*Aim*
From the material below, copy out word for word the lines starting with the one containing "eyelash. Report pixel corners as JSON arrays." and going on through the one containing "[[94, 96, 154, 134]]". Include both of those lines and nothing else.

Items listed in a dataset:
· · ·
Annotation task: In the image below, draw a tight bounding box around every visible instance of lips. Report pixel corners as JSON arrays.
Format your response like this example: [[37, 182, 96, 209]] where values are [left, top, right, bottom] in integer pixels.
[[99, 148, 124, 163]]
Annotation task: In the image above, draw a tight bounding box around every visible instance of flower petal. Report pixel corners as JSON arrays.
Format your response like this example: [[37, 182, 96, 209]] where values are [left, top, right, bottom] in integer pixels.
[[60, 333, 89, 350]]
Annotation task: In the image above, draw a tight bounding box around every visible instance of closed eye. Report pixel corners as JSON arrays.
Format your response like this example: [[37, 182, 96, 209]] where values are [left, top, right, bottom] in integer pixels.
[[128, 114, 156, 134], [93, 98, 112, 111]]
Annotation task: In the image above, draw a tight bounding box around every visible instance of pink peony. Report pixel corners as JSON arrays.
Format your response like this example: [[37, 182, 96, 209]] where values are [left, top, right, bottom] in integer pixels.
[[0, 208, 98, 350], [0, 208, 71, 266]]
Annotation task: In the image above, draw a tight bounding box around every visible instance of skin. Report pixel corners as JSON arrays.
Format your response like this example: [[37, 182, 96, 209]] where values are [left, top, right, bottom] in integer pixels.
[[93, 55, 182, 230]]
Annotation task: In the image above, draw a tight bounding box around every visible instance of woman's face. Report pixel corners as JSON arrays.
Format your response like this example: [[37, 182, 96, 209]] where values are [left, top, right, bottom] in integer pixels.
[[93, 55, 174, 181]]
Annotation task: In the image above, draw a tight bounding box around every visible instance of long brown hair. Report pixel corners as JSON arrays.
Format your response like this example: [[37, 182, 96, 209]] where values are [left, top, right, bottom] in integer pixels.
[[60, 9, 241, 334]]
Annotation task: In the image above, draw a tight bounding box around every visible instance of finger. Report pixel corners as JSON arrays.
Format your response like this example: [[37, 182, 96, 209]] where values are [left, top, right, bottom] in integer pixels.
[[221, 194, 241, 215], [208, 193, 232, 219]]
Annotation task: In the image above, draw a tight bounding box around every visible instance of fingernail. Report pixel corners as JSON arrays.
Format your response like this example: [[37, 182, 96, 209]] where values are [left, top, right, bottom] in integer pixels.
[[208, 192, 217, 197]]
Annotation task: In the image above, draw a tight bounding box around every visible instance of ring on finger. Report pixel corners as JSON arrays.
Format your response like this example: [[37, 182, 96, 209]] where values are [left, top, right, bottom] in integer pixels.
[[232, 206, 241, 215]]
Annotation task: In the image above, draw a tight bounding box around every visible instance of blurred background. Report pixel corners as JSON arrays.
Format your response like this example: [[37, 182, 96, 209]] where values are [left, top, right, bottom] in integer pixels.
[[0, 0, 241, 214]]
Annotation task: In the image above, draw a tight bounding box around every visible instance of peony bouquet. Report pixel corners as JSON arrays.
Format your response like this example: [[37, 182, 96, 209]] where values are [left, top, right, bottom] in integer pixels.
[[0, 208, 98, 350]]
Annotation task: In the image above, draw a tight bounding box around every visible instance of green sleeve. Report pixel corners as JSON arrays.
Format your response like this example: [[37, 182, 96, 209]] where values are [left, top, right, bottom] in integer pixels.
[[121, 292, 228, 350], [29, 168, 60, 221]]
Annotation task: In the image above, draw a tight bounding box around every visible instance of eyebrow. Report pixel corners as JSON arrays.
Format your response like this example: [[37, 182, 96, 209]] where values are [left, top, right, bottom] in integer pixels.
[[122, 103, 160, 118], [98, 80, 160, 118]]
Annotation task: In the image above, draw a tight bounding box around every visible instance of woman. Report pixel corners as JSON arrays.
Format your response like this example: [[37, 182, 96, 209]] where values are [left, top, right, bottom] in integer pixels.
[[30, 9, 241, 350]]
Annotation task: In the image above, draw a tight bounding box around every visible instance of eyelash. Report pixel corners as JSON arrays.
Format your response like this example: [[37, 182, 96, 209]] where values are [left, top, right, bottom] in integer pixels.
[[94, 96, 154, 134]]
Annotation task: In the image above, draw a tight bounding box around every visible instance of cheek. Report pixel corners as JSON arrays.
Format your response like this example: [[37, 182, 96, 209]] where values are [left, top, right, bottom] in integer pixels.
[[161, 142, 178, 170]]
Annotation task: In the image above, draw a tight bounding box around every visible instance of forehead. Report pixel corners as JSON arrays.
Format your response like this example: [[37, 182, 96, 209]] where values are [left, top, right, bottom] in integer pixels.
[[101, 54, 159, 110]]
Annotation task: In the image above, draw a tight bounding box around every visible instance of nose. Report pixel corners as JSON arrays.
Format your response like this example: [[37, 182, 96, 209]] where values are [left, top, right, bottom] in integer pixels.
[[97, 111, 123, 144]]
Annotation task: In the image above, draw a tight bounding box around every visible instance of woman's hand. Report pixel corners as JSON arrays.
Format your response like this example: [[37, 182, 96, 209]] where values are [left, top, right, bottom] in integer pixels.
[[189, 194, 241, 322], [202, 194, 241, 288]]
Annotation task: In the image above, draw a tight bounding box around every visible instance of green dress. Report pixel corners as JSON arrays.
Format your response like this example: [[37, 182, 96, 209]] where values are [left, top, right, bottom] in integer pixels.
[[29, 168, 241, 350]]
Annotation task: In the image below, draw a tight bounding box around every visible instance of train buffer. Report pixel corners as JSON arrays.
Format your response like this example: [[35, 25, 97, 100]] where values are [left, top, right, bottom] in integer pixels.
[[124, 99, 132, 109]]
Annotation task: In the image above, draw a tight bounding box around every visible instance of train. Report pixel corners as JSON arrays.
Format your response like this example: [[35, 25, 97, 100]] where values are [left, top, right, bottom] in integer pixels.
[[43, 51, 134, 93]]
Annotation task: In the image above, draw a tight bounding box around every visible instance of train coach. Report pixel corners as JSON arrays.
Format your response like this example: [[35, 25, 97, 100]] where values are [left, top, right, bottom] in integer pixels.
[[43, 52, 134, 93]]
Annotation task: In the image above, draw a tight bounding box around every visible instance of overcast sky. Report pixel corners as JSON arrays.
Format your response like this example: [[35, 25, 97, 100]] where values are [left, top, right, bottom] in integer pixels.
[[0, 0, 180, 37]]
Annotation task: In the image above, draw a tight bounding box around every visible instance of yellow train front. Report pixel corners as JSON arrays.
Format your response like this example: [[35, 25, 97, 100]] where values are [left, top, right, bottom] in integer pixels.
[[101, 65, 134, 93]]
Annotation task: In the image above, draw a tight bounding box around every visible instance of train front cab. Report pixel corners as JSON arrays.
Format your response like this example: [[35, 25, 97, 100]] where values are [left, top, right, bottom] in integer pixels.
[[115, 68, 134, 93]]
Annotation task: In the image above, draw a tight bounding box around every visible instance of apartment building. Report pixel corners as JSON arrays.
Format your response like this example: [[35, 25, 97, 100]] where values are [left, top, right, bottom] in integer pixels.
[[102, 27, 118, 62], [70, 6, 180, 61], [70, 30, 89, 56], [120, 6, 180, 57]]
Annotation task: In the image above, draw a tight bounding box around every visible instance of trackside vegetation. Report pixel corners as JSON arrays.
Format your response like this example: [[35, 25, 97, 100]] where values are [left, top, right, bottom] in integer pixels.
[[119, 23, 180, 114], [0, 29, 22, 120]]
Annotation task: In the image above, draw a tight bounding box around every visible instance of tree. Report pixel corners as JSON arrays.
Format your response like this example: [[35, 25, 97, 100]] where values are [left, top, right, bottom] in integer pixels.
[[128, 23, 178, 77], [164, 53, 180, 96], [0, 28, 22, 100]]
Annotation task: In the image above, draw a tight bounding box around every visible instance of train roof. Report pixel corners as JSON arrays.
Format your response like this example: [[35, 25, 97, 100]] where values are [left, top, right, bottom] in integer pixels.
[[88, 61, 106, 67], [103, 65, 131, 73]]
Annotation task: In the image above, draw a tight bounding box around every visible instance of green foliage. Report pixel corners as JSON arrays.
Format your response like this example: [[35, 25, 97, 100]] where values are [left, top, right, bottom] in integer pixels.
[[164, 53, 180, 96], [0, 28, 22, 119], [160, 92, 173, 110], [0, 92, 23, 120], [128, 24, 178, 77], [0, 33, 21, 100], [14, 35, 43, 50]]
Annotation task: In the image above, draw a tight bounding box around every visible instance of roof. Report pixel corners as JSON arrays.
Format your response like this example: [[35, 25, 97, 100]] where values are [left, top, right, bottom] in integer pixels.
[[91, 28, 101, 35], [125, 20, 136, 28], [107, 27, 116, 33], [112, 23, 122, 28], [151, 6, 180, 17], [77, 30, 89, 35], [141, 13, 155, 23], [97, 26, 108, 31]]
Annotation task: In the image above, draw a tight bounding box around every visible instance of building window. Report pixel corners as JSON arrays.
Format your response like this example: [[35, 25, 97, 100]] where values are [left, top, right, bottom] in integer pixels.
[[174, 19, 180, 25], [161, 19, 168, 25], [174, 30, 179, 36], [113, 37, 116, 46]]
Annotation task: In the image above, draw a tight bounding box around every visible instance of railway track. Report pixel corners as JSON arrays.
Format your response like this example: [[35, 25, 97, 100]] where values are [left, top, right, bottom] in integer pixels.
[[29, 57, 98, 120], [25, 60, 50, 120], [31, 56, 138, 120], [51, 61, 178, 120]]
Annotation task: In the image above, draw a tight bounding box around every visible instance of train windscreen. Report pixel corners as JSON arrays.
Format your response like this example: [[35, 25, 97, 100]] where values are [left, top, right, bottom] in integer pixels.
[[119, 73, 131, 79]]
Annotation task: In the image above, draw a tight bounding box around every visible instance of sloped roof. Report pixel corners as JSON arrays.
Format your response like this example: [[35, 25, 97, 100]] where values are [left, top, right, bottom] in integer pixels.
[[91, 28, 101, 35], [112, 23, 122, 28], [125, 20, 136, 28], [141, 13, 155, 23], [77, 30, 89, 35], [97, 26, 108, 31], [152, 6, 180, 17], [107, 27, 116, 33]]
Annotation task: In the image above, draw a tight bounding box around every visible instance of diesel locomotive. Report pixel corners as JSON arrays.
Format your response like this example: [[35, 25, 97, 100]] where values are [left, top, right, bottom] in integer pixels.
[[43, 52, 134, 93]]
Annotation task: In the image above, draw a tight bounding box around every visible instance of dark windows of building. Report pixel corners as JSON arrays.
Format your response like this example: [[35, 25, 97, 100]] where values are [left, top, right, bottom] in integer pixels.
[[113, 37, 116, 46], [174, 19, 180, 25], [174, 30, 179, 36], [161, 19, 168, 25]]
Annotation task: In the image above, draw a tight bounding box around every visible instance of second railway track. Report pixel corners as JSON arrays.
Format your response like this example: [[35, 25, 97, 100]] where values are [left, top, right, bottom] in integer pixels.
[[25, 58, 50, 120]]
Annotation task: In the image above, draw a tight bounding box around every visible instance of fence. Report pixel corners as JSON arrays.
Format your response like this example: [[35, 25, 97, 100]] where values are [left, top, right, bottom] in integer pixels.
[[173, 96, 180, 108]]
· · ·
*Output of the task*
Annotation task: In the image above, draw a tight bounding box around every visible instance of eyelash. Report pixel corners as JSON arrays.
Format your response like this example: [[37, 182, 96, 209]] where values are [left, top, right, bottom] in integer pixels.
[[94, 96, 154, 134]]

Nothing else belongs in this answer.